What to do
The records that follow are to be transcribed in full, without their images.

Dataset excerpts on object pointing
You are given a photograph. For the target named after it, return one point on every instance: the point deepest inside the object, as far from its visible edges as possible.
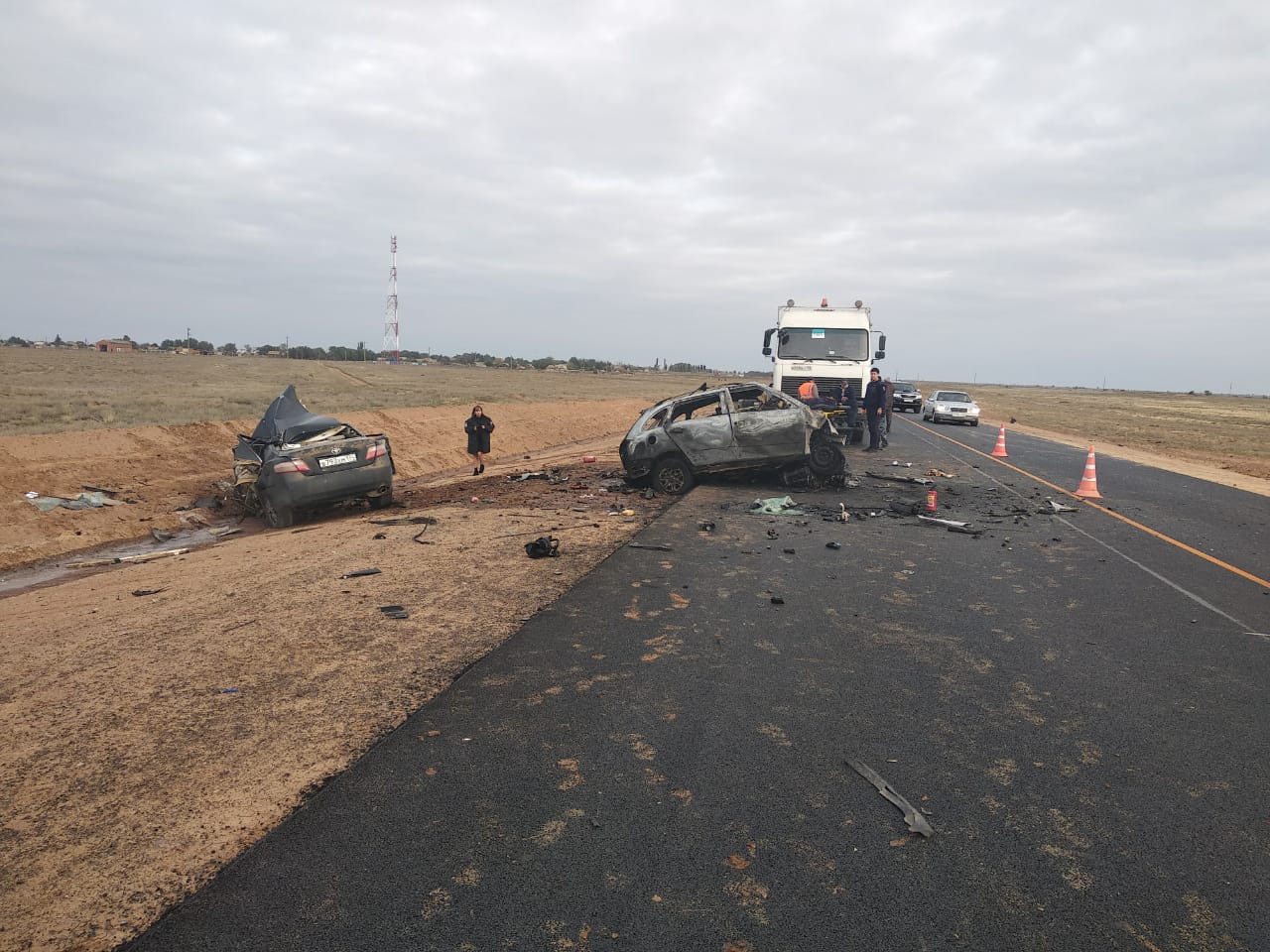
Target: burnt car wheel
(671, 476)
(278, 517)
(826, 458)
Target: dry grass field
(1225, 431)
(54, 391)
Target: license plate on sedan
(336, 460)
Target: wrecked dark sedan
(298, 461)
(726, 429)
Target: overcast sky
(1066, 193)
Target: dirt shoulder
(159, 471)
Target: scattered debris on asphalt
(775, 506)
(938, 521)
(916, 821)
(919, 480)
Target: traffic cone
(1088, 488)
(1001, 443)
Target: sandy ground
(160, 717)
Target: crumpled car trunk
(289, 421)
(290, 429)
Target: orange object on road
(1001, 443)
(1088, 488)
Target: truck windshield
(811, 343)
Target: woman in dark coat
(477, 429)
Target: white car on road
(951, 407)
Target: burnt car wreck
(298, 461)
(734, 428)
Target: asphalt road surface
(1076, 703)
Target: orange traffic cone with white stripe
(1001, 443)
(1088, 488)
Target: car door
(699, 426)
(774, 428)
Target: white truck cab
(832, 345)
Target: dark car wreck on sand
(299, 461)
(739, 426)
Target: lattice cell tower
(391, 325)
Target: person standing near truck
(874, 405)
(889, 404)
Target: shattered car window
(698, 408)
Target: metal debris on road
(948, 524)
(916, 821)
(919, 480)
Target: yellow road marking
(1125, 520)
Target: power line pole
(391, 325)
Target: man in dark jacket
(874, 405)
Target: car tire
(277, 517)
(671, 476)
(826, 457)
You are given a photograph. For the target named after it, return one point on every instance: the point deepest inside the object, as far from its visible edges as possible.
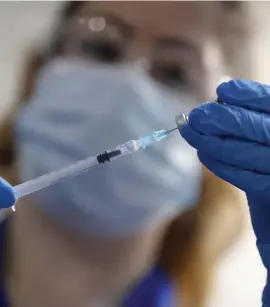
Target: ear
(33, 63)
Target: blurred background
(239, 278)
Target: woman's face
(175, 40)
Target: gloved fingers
(224, 120)
(242, 179)
(235, 152)
(7, 194)
(246, 94)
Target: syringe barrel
(183, 118)
(47, 180)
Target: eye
(103, 50)
(171, 74)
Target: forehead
(193, 20)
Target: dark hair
(70, 8)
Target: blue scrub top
(155, 290)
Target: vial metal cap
(181, 119)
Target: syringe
(52, 178)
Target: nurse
(147, 228)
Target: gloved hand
(7, 194)
(155, 290)
(233, 141)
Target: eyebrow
(180, 43)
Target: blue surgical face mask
(77, 111)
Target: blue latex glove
(7, 194)
(155, 290)
(233, 141)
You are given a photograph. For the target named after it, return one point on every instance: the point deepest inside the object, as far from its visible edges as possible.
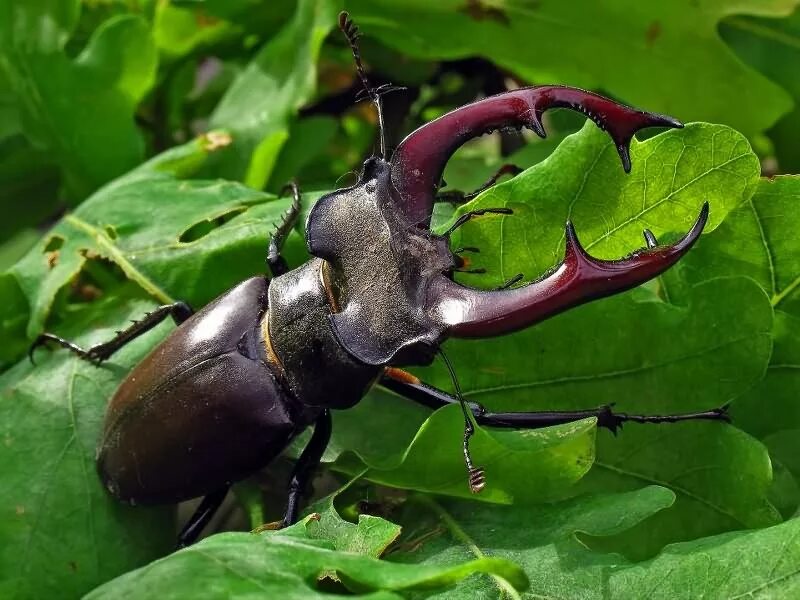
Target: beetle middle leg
(179, 311)
(277, 264)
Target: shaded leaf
(650, 58)
(58, 518)
(549, 542)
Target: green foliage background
(143, 148)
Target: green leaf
(79, 110)
(637, 351)
(638, 55)
(164, 257)
(772, 46)
(432, 460)
(287, 566)
(582, 181)
(550, 543)
(759, 240)
(259, 105)
(370, 536)
(58, 518)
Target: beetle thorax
(380, 268)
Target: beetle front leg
(410, 387)
(179, 311)
(277, 264)
(306, 466)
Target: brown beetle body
(235, 383)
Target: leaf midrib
(115, 254)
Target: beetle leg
(198, 521)
(179, 311)
(459, 197)
(277, 264)
(305, 467)
(468, 216)
(410, 387)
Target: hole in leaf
(203, 228)
(54, 243)
(52, 250)
(97, 277)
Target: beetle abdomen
(199, 411)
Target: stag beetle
(230, 388)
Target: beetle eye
(373, 167)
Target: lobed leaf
(664, 58)
(80, 110)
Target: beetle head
(395, 299)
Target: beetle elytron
(228, 390)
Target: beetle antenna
(477, 476)
(351, 32)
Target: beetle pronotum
(231, 387)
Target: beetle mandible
(234, 383)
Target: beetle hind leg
(204, 513)
(179, 311)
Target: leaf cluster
(143, 151)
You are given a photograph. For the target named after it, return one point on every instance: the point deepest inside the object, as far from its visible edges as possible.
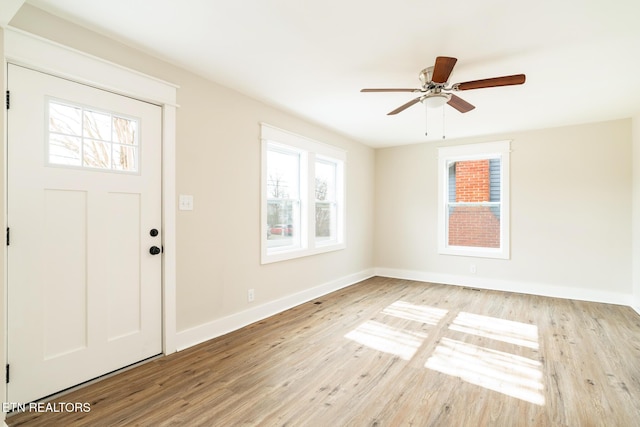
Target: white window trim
(312, 150)
(475, 152)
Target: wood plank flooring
(389, 352)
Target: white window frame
(488, 150)
(310, 151)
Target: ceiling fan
(434, 90)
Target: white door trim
(37, 53)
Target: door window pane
(91, 139)
(64, 150)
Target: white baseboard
(541, 289)
(218, 327)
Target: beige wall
(570, 214)
(218, 162)
(636, 211)
(3, 290)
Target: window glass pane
(65, 119)
(325, 221)
(475, 226)
(97, 125)
(125, 131)
(125, 158)
(64, 150)
(283, 175)
(97, 154)
(282, 223)
(474, 203)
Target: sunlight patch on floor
(503, 330)
(387, 339)
(505, 373)
(418, 313)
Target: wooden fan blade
(404, 106)
(460, 104)
(390, 90)
(516, 79)
(443, 68)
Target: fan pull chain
(443, 131)
(426, 120)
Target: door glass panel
(92, 139)
(96, 154)
(65, 119)
(64, 150)
(125, 158)
(97, 125)
(125, 131)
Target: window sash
(321, 226)
(474, 228)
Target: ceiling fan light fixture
(436, 100)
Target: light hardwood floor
(389, 352)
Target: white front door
(84, 212)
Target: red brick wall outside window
(473, 225)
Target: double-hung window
(473, 200)
(302, 196)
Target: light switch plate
(185, 202)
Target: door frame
(39, 54)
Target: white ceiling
(311, 58)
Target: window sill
(284, 255)
(469, 251)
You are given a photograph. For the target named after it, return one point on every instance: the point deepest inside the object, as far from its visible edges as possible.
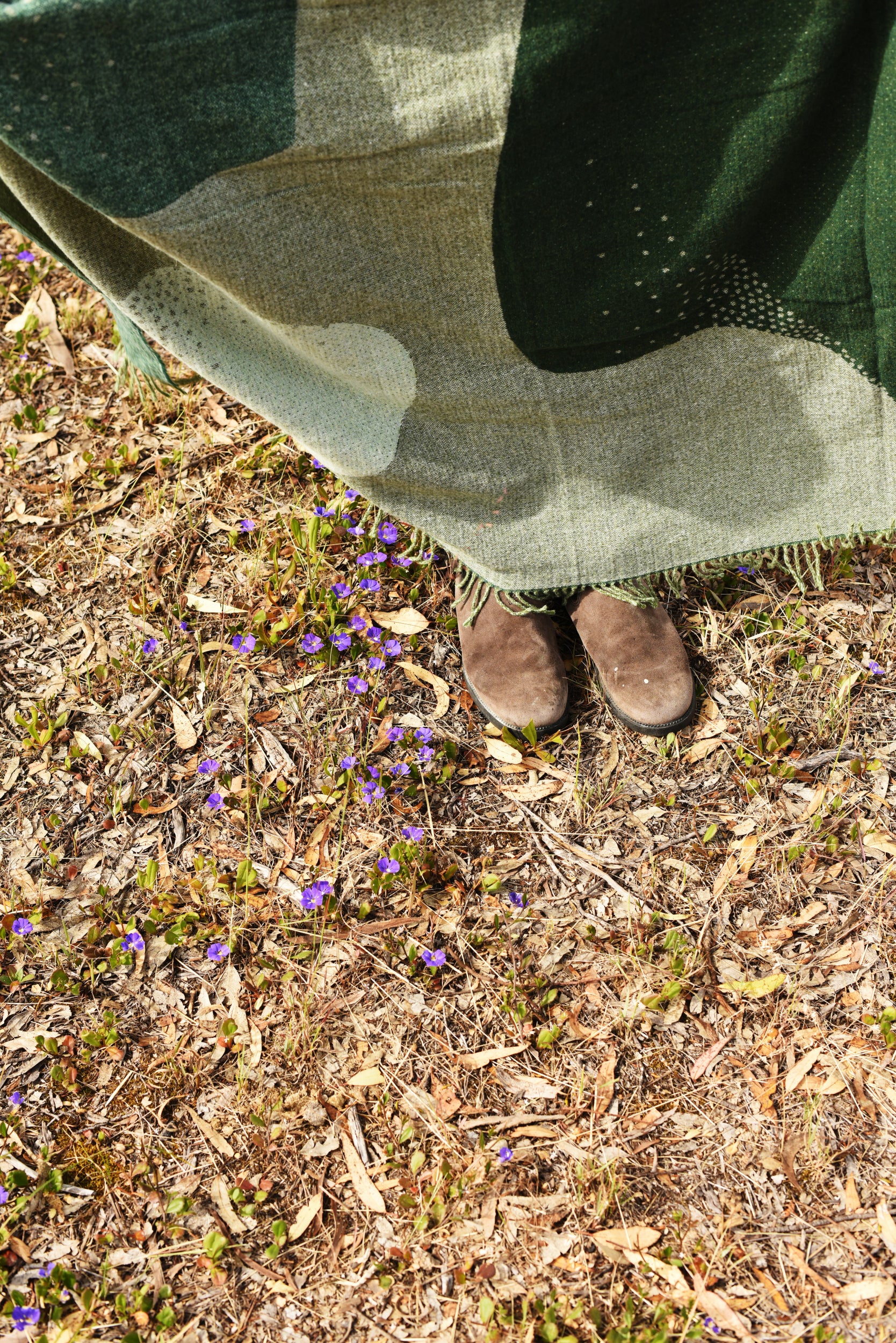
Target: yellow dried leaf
(367, 1078)
(755, 987)
(421, 676)
(489, 1056)
(500, 750)
(362, 1182)
(407, 621)
(184, 731)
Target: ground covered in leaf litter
(608, 1057)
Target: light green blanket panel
(410, 281)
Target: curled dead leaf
(421, 676)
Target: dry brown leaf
(216, 1140)
(446, 1100)
(867, 1290)
(210, 608)
(489, 1056)
(604, 1084)
(367, 1078)
(628, 1237)
(406, 622)
(382, 742)
(184, 731)
(800, 1070)
(793, 1145)
(362, 1182)
(703, 1062)
(727, 871)
(421, 676)
(532, 791)
(315, 849)
(700, 750)
(305, 1217)
(852, 1202)
(500, 750)
(887, 1226)
(749, 853)
(613, 758)
(719, 1309)
(221, 1196)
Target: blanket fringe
(801, 562)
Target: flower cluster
(313, 895)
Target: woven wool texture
(588, 293)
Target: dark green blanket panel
(131, 105)
(669, 168)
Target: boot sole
(653, 730)
(548, 730)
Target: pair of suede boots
(516, 676)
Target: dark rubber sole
(653, 730)
(539, 732)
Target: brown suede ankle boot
(512, 668)
(641, 660)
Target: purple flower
(312, 899)
(23, 1317)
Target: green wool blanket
(588, 291)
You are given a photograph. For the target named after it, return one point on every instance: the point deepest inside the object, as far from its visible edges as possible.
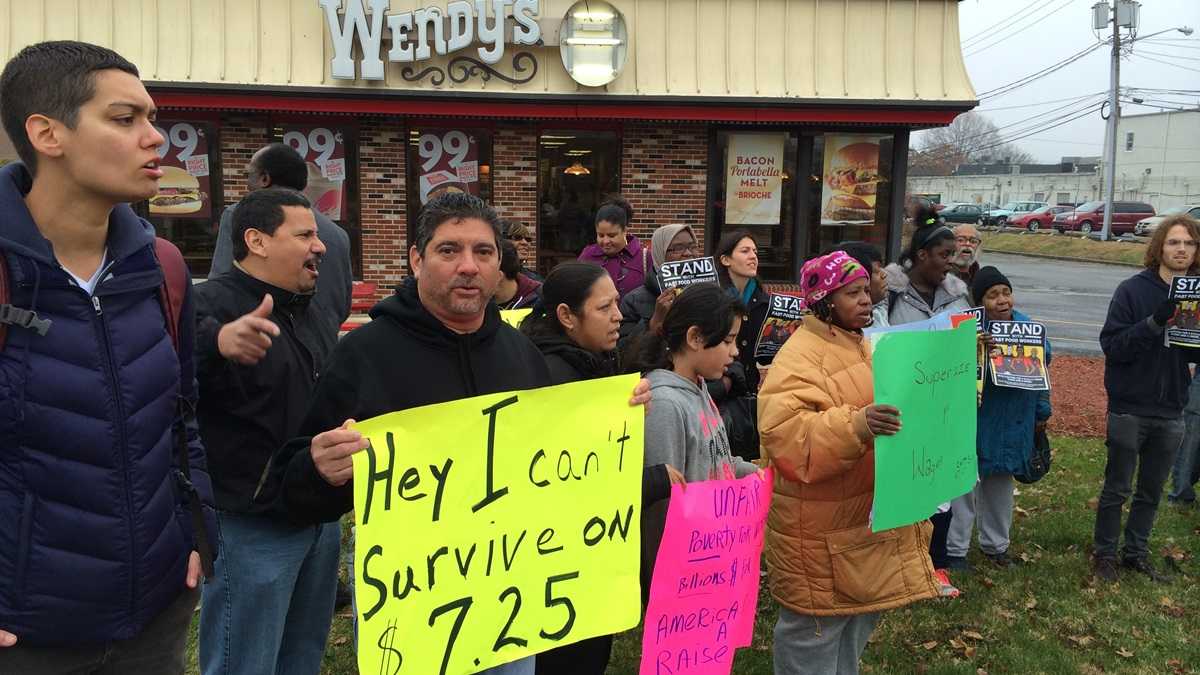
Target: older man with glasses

Response to this task
You are given a photograph. For the target named after it, return one point on every instance: the point deepest inside the object, as far from its visible edges as possible.
Target: burnt car wheel
(671, 476)
(278, 517)
(826, 458)
Target: dry grass field
(1225, 431)
(54, 391)
Target: license plate on sedan
(336, 460)
Target: wrecked dark sedan
(298, 461)
(726, 429)
Target: overcast sky
(1066, 193)
Target: dirt shoulder
(159, 471)
Target: scattered debris on asphalt
(775, 506)
(938, 521)
(916, 821)
(919, 480)
Target: traffic cone
(1088, 488)
(1001, 443)
Target: sandy ground
(160, 717)
Target: crumpled car trunk
(289, 421)
(290, 429)
Target: orange object on road
(1001, 443)
(1088, 488)
Target: truck windshield
(811, 343)
Target: woman in dark coat
(477, 429)
Target: white car on road
(951, 407)
Target: burnt car wreck
(298, 461)
(734, 428)
Target: asphalt road surface
(1076, 703)
Target: orange traffic cone with white stripe
(1001, 443)
(1088, 488)
Target: car door
(699, 426)
(774, 428)
Target: white truck cab
(832, 345)
Target: dark car wreck on sand
(299, 461)
(739, 426)
Target: lattice cell tower
(391, 325)
Target: person standing near truck
(874, 405)
(889, 404)
Target: shattered car window
(698, 408)
Target: metal debris on road
(948, 524)
(916, 821)
(919, 480)
Target: yellow road marking
(1125, 520)
Target: power line pole
(391, 325)
Target: man in dark jacket
(874, 405)
Target: car tire
(277, 517)
(671, 476)
(826, 457)
You are given a photograph. For the target named after it, return one point on every instance: the point deepest inside the object, as far from its visible edges as possible.
Target: ear
(33, 63)
Target: blurred background
(239, 278)
Target: woman's face
(175, 40)
Target: gloved fingers
(224, 120)
(242, 179)
(235, 152)
(7, 194)
(246, 94)
Target: syringe barrel
(183, 118)
(47, 180)
Target: eye
(103, 50)
(171, 74)
Target: forehead
(193, 20)
Target: dark hair
(70, 8)
Target: blue scrub top
(155, 290)
Target: vial metal cap
(181, 119)
Target: syringe
(52, 178)
Target: nurse
(147, 228)
Target: gloved hand
(7, 194)
(155, 290)
(233, 141)
Target: eyebrow
(180, 43)
Target: blue surgical face mask
(77, 111)
Target: blue latex glove
(7, 194)
(155, 290)
(233, 141)
You are given a photograph. For the target named after it, return one point on every instance: the point deepest inside the object, as far from its visible edges as possible.
Target: beetle middle leg
(179, 311)
(277, 264)
Target: shaded leaf
(650, 58)
(58, 518)
(549, 542)
Target: green foliage background
(143, 148)
Target: green leaf
(79, 110)
(637, 351)
(638, 55)
(164, 257)
(772, 46)
(432, 460)
(287, 566)
(582, 181)
(550, 543)
(759, 240)
(259, 105)
(370, 536)
(58, 518)
Target: beetle thorax
(380, 268)
Target: beetle front leg
(410, 387)
(179, 311)
(277, 264)
(306, 466)
Target: brown beetle body
(235, 383)
Target: leaf midrib
(115, 254)
Target: beetle leg
(198, 521)
(179, 311)
(459, 197)
(277, 264)
(305, 467)
(468, 216)
(410, 387)
Target: hole in leaf
(203, 228)
(54, 243)
(52, 250)
(97, 277)
Target: beetle abdomen
(199, 411)
Target: stag beetle
(230, 388)
Target: beetle eye
(373, 167)
Target: lobed leaf
(664, 58)
(80, 110)
Target: beetle head
(395, 299)
Target: beetle elytron
(228, 390)
Target: beetle antenna
(477, 476)
(351, 32)
Target: beetle pronotum
(231, 387)
Target: beetle mandible
(234, 383)
Target: beetle hind leg
(204, 513)
(179, 311)
Target: leaf cluster
(143, 151)
You are given a photograph. For the target named after it, return one point on every instance: the point deepest inside the object, as far from its visible edges as possible.
Target: white window trim
(312, 150)
(475, 152)
Target: wood plank flooring
(389, 352)
Target: white window frame
(488, 150)
(310, 151)
Target: ceiling fan
(434, 90)
Target: white door trim
(37, 53)
Target: door window pane
(91, 139)
(64, 150)
Target: white baseboard
(541, 289)
(218, 327)
Target: beige wall
(570, 214)
(218, 162)
(636, 211)
(3, 290)
Target: window glass pane
(65, 119)
(325, 221)
(475, 226)
(97, 125)
(125, 131)
(125, 158)
(64, 150)
(283, 175)
(97, 154)
(282, 223)
(474, 203)
Target: sunlight patch on floor
(503, 330)
(387, 339)
(505, 373)
(418, 313)
Target: wooden fan blade
(404, 106)
(460, 104)
(390, 90)
(516, 79)
(443, 68)
Target: fan pull chain
(443, 131)
(426, 120)
Target: door glass panel
(92, 139)
(96, 154)
(65, 119)
(64, 150)
(125, 158)
(97, 125)
(125, 131)
Target: window sash
(321, 226)
(474, 228)
Target: ceiling fan light fixture
(436, 100)
Target: light hardwood floor
(389, 352)
Target: white front door
(84, 212)
Target: red brick wall outside window
(473, 225)
Target: double-hung window
(473, 200)
(302, 196)
Target: light switch plate
(185, 202)
Target: door frame
(39, 54)
Target: white ceiling
(311, 58)
Target: window sill
(284, 255)
(469, 251)
You are given a photograph. For the target named after it, return one point on every instance: the point deepest inside the object, as far from its visible edges as possible.
Target: yellow dried leaf
(367, 1078)
(755, 987)
(421, 676)
(489, 1056)
(500, 750)
(362, 1182)
(407, 621)
(184, 731)
Target: ground covered in leaf litter
(608, 1057)
Target: light green blanket panel
(410, 281)
Target: curled dead leaf
(421, 676)
Target: dry brown leaf
(216, 1140)
(446, 1100)
(867, 1290)
(210, 608)
(489, 1056)
(604, 1084)
(367, 1078)
(628, 1237)
(406, 622)
(382, 742)
(184, 731)
(800, 1070)
(793, 1145)
(362, 1182)
(703, 1062)
(727, 871)
(421, 676)
(532, 791)
(315, 849)
(700, 750)
(305, 1217)
(852, 1202)
(500, 750)
(887, 1226)
(749, 853)
(613, 758)
(719, 1309)
(221, 1196)
Target: blanket fringe
(801, 562)
Target: flower cluster
(313, 895)
Target: woven wool texture
(588, 293)
Target: dark green blanket panel
(131, 105)
(669, 168)
Target: boot sole
(653, 730)
(548, 730)
Target: pair of suede boots
(516, 676)
Target: dark rubber sole
(653, 730)
(539, 732)
Target: brown suede ankle boot
(512, 668)
(641, 660)
Target: purple flower
(312, 899)
(23, 1317)
Target: green wool blanket
(588, 291)
You are given a photograph. For the target named after it, return one point on every instance: the point deepest inside the object, as far from its visible edges as possible.
Target: older man with glasses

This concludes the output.